◆ TRAVAIL DEMANDÉ
1 – Selon le texte sur la listériose, quelle durée de vie ont les produits mis en cause ?
2 – Poursuivez le texte sur la listériose à la suite de sa dernière phrase.

◆ EXTRAIT
++++++++

Listériose : À quand la transparence sur ce que l'on mange ?14/01/20002000Journal/medias/journalnumero/images/2000/01/une-1644.gif.445x577_q85_box-0%2C13%2C166%2C228_crop_detail.jpg

Leur société

Listériose : À quand la transparence sur ce que l'on mange ?

Suite à la contamination par la listéria, le débat est lancé sur les responsabilités dans la mort de deux personnes et l'hospitalisation de sept autres.

Est-ce la faute de l'entreprise Coudray, filiale du groupe Paul Prédault, fabriquant des rillettes et de la langue de porc en gelée infectées, qui n'aurait pas été assez sévère dans le contrôle de ses fabrications ? Faut-il mettre en cause la durée de vie des produits de 45 jours, soit beaucoup trop aux dires de certains ?

Les pouvoirs publics et leurs contrôles trop peu nombreux, trop peu fréquents, ne seraient pas non plus hors de cause. Les normes sanitaires françaises, inférieures aux normes européennes, viendraient aggraver la situation. Les transporteurs et grands distributeurs, qui pourraient être responsables de la " rupture de la chaîne du froid ", auraient probablement permis à cette bactérie à peu près omniprésente de se multiplier dangereusement. Enfin, au bout du compte, n'est-ce pas la faute du consommateur trop gourmand qui, naïvement, mange son pot de rillettes à plus de 4° au-dessus de zéro et, de surcroît, le laisse souvent traîner sur la table après s'être servi ?

++++++++

(Enregistrements stockés)
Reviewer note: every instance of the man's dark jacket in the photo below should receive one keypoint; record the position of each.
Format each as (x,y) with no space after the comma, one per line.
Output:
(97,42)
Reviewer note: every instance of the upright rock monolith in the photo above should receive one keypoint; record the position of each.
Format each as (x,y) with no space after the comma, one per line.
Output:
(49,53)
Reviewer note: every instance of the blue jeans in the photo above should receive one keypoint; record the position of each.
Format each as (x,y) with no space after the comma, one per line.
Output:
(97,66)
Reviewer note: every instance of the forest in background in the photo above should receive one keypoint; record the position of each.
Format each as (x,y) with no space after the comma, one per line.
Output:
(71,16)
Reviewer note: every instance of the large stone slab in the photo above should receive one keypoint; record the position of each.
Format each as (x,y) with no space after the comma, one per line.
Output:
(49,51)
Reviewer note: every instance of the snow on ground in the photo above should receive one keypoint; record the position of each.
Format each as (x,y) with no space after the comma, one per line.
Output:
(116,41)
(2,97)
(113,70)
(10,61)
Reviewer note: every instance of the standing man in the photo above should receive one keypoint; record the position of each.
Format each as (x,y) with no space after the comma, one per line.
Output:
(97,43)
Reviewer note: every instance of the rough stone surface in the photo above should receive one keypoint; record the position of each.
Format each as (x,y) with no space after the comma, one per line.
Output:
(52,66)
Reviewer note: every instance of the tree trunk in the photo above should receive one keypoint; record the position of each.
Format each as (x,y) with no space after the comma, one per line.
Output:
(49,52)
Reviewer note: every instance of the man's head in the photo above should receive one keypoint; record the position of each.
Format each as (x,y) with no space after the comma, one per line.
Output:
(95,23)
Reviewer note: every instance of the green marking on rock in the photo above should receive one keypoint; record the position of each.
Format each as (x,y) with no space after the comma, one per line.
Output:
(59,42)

++++++++

◆ RÉPONSES
1 – 45 jours.

2 –
Bref, dans cette affaire, à en croire bien des commentateurs, les responsabilités seraient largement partagées, à tel point que la possibilité d'écarter tout risque à l'avenir, ou du moins de faire le maximum pour réduire ce risque, apparaîtrait comme à peu près illusoire, sinon carrément impossible.

Pourtant, cette affaire n'est pas la première du genre puisqu'en 1992, une épidémie de listériose avait touché 279 personnes dans 53 départements et avait entraîné 66 morts et 22 avortements. Et ce n'est qu'aujourd'hui, à l'occasion de ces nouveaux décès, qu'on nous apprend qu'il s'agissait alors de produits en provenance de la même société Paul Prédault et de sa filiale, l'entreprise Coudray. A l'époque, le nom de la société n'avait pas été révélé par les pouvoirs publics afin, expliquent-ils, de ne pas ruiner l'entreprise. Les intérêts des actionnaires et des patrons de l'entreprise en question étaient visiblement prioritaires sur le droit des consommateurs à savoir exactement ce qu'ils achètent, comme d'ailleurs sur le droit des travailleurs à savoir exactement ce qu'ils fabriquent.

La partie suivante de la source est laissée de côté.